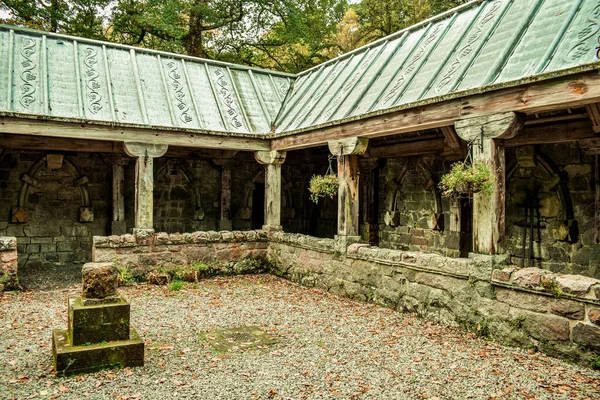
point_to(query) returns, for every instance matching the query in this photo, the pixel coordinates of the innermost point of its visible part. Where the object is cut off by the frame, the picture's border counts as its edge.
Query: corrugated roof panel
(324, 100)
(178, 91)
(303, 99)
(62, 67)
(578, 46)
(210, 116)
(270, 94)
(227, 99)
(498, 47)
(154, 85)
(94, 83)
(534, 44)
(124, 87)
(353, 95)
(468, 48)
(251, 102)
(439, 56)
(390, 70)
(27, 76)
(5, 66)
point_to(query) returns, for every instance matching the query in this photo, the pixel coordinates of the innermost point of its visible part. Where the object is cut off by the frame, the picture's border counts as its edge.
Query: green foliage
(323, 186)
(125, 277)
(176, 285)
(595, 362)
(464, 179)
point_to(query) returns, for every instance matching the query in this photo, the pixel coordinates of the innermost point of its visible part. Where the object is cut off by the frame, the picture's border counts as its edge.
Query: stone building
(99, 139)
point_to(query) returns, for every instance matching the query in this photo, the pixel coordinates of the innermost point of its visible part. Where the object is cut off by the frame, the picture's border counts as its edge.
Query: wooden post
(272, 161)
(486, 135)
(144, 181)
(347, 152)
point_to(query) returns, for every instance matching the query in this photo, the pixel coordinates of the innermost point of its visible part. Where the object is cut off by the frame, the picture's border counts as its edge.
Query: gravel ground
(328, 347)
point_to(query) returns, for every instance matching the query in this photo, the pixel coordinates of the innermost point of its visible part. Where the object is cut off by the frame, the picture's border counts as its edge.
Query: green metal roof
(62, 77)
(482, 44)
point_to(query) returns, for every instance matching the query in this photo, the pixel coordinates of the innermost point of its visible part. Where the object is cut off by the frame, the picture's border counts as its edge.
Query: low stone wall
(530, 308)
(8, 264)
(207, 253)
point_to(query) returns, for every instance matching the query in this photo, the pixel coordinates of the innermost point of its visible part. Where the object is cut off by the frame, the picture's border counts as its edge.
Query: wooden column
(118, 224)
(144, 181)
(369, 169)
(347, 152)
(486, 134)
(272, 161)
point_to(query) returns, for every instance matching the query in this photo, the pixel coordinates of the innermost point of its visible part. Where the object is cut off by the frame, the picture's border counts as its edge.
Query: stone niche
(99, 335)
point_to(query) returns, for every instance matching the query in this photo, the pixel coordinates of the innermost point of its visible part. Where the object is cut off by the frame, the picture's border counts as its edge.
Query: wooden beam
(557, 133)
(549, 95)
(32, 127)
(9, 141)
(452, 139)
(417, 148)
(593, 111)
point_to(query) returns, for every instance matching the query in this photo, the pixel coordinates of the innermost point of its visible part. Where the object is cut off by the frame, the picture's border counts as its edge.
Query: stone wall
(56, 200)
(8, 264)
(412, 214)
(530, 308)
(560, 181)
(230, 252)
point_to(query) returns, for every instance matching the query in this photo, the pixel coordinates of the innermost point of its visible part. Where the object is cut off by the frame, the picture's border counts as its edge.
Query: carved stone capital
(136, 149)
(270, 157)
(349, 146)
(494, 126)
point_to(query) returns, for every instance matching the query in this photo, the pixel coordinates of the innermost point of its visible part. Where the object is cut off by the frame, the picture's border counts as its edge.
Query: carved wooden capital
(494, 126)
(136, 149)
(270, 157)
(348, 146)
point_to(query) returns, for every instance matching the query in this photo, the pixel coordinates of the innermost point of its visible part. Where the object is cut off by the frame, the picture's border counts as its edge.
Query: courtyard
(325, 347)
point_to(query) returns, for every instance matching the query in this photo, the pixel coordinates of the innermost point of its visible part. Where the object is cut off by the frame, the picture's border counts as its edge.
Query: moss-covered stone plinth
(98, 323)
(73, 360)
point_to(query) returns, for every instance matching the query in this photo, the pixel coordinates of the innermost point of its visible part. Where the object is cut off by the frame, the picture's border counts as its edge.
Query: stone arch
(286, 201)
(53, 161)
(530, 157)
(392, 217)
(168, 167)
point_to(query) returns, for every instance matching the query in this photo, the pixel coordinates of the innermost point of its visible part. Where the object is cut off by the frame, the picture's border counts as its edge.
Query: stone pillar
(369, 169)
(145, 154)
(118, 224)
(272, 161)
(226, 165)
(486, 134)
(347, 152)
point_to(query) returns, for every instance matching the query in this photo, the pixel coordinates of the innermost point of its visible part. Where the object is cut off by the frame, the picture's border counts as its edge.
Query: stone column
(487, 133)
(272, 161)
(145, 154)
(226, 165)
(118, 224)
(347, 152)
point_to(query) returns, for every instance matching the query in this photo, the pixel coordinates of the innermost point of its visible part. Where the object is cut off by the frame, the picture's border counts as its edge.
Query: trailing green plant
(176, 285)
(465, 179)
(323, 186)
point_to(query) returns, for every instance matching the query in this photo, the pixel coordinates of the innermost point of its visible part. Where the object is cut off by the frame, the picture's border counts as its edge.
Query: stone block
(594, 315)
(543, 326)
(98, 323)
(587, 335)
(99, 280)
(75, 360)
(575, 284)
(568, 309)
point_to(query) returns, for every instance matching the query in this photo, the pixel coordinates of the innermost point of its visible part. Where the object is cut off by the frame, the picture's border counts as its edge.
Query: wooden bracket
(593, 111)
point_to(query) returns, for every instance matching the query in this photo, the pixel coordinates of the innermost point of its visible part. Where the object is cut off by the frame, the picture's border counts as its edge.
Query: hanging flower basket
(466, 180)
(323, 186)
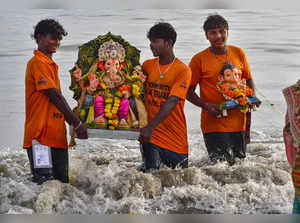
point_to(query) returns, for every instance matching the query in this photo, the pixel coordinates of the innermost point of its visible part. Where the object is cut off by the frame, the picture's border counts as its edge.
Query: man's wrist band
(77, 127)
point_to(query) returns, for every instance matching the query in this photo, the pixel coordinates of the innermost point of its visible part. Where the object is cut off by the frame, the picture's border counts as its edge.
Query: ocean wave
(105, 180)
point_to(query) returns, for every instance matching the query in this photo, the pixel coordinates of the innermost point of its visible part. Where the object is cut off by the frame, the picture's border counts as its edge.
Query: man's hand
(213, 109)
(146, 134)
(77, 73)
(81, 132)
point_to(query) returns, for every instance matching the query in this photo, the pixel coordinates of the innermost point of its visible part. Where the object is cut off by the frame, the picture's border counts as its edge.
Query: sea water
(103, 173)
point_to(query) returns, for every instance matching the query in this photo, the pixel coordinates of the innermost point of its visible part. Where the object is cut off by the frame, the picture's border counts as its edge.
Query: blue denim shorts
(154, 156)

Problem description
Where an entry contains an image, skip the image and write out the rest exactly.

Task response
point_to(query) returns, for every instance matching the query in this photo, the pixel coordinates of the innermost point of its visible part. Where the object is cut off by the frame, the picture's border counts as its edge.
Query: corrugated roof panel
(324, 100)
(178, 91)
(303, 99)
(62, 67)
(578, 46)
(210, 116)
(270, 94)
(227, 99)
(498, 47)
(154, 85)
(94, 83)
(534, 44)
(124, 87)
(353, 95)
(468, 48)
(251, 102)
(439, 56)
(390, 70)
(27, 76)
(5, 66)
point_to(query) returns, for every instance matching the query in this photo, the pixel coordinates of the innermost point of its visible part. Where the object is cut off by the frame, the picture's border counts as its edge.
Query: green foliage
(323, 186)
(125, 277)
(176, 285)
(595, 362)
(464, 179)
point_to(query) returns, for every instance matching the query in this photo, the pixel coordinates of the innermost point of its visible part. Where the object is cut off by the frame, the picture's border counts as its edge.
Query: stone building
(99, 139)
point_to(query) returns, for every instance matching the query in this photo, the pixel coordinates of the innermost point of its visible part. Where the object is cut off by the frame, the picture's border counts as its edge.
Query: wooden post
(272, 161)
(486, 135)
(144, 181)
(347, 152)
point_to(query) returns, for every instance matching the query in this photo, the pixel coordinates of the innermost point of its visible part. Where the object is cut off by the frame, the picture's border counts as its edge.
Query: gravel ground
(328, 347)
point_to(query) returns, for every instance matching the query in this photo, the pixel coordinates of the innermost point of its visible part. Where the object is cut off by the frame, the picture's border counts as its edge.
Query: green metal roof
(62, 77)
(482, 44)
point_to(query) returns, for every instance matching the query in this photo, the pixel coordinates of the innermost point of its visible part. Where the object is cut off by the frame, the picture's border counts as its edge.
Query: low stone wall
(530, 308)
(8, 264)
(207, 253)
point_to(query) returns, for every instance matching the query in this photo, the pixel coordinates of the innermost point of its visible part. Where the object is cut off by the frame, the picture's border counts as its edge.
Query: wooden column
(118, 224)
(144, 181)
(369, 169)
(347, 152)
(486, 134)
(272, 161)
point_to(query) returns, for every instance matching the query in this photo, the pixel coordinates of the innermost point of its visible part. Where the object is cut off by the frame, the picture's border counts as its edge.
Query: stone niche
(99, 335)
point_to(query) returns, for every instance matching the query in this photo, the pixel coordinates of the innermost point of its visible part. Where the object is cut off by the frame, the picture's border counts as its edge.
Query: wooden beam
(557, 133)
(549, 95)
(32, 127)
(9, 141)
(452, 139)
(417, 148)
(593, 111)
point_to(query) returns, for every instance matching the query in this photo, the pixel coordinates of the innermost point of its visible part. Where the object is cut off by the frame, the picture's border counts as its edge.
Query: stone wall
(56, 200)
(8, 264)
(412, 214)
(530, 308)
(560, 181)
(230, 252)
point_to(query) returns, for every instance matching the query in this photo, the pixel coordinates of the innermost point of its visible part. Where the object is cut off by the frame, the picture's border counts as its edge.
Query: carved stone capital
(136, 149)
(270, 157)
(349, 146)
(494, 126)
point_to(query) returns, for every instance matching the query in this photo, the pixel coordinates of the innermost point of its visible part. Where the object is cut off by the frame, the picture's border counts as its edge.
Query: carved wooden capital
(494, 126)
(136, 149)
(270, 157)
(348, 146)
point_to(query) returns, for every instance matching the query in this photo, the pixel coordinates of the innermost point of its visible part. Where the object is cut off by the frame, the picture's border counts as its edge.
Query: courtyard
(325, 347)
point_to(query) returns, for every instance matching the query in this photo, the pixel coordinates of the innermost point of its visible part. Where the object is cut off by the frame, the picture's border counts as its edge.
Query: moss-covered stone plinth
(98, 323)
(73, 360)
point_to(query) returns, for every instance matching the query in this photo, the pixel coordinates of the innermost point of its visible part. Where the object is cut off by the frame, the picture's border counts as its edge.
Query: stone arch
(286, 201)
(53, 161)
(530, 157)
(392, 217)
(168, 167)
point_to(query) returns, for every instance matching the query in this photo, the pixel coordinates of the innermost point of its visible part. Where the object is cut off by the frame, the picture's border counts as its edge.
Query: stone pillar
(369, 169)
(145, 154)
(118, 224)
(272, 161)
(226, 165)
(486, 134)
(347, 152)
point_to(query) returns, for every instance matching the query in this photo, the pixel coordinates of the innermost point of its visible part. Where the object is cut off by the frame, the picture's border counts as its edge.
Query: stone column
(487, 133)
(272, 161)
(145, 154)
(226, 165)
(118, 224)
(347, 152)
point_to(query) returns, for every instance matching the query in this photo, the pixel coordinates of the innermost point of its visible part. Where the object is cut off by the frame, the picture's border counts as its edge.
Query: trailing green plant
(176, 285)
(465, 179)
(323, 186)
point_to(query) returns, for every instance matching the query in this photo, the pixel coordinates of the innermost point of its visible part. Where the object is cut off by the frame, the picture's border counts as its edge.
Query: stone block
(594, 315)
(543, 326)
(98, 323)
(587, 335)
(99, 280)
(75, 360)
(575, 284)
(568, 309)
point_to(query) returns, for every instance matching the query in this photo, the pixel coordinates of the innermost point of its visible part. Where the object is cut off by the frame, the picture's border counts as its edge.
Query: wooden bracket
(593, 111)
point_to(query) returns, for every instance matching the query in this photo, the pixel coordinates of the innermost point of its visible part. Where the object is cut off by the frame, the picture's border counts as its edge.
Query: hanging flower basket
(466, 180)
(323, 186)
point_to(query) returns, for every instance matching the query in this photo, the pixel coordinates of the innermost point of its visible part. Where the object is cut off by the frame, the picture's border counts as its edge.
Query: man's wrist band
(77, 127)
point_to(query) returns, for every instance matching the query in this photo, the pixel coordinates of the innermost point of its visible part. Where the object is cut off by the frame, the picture's border counts as its edge.
Query: ocean wave
(105, 180)
point_to(query) returns, for every instance matching the query in this photo, the pixel coordinates of the innermost point of its visible part. Where the object is cut off by the frame, the picture's border counts as its edge.
Query: man's hand
(213, 109)
(146, 134)
(77, 73)
(81, 132)
point_to(query) returns, for every instance matching the query in this photo, the pixel coordinates of the innermost point of its visible part. Where the object is cut off by the frame, the picture's border counts as its edge.
Query: sea water
(103, 173)
point_to(query) returns, for every instance matching the query in this photo, the pixel coordinates of the innermost point of its visible part. Where the object is cut off by the frame, the picture's border counts as its edge.
Query: blue denim shorts
(154, 156)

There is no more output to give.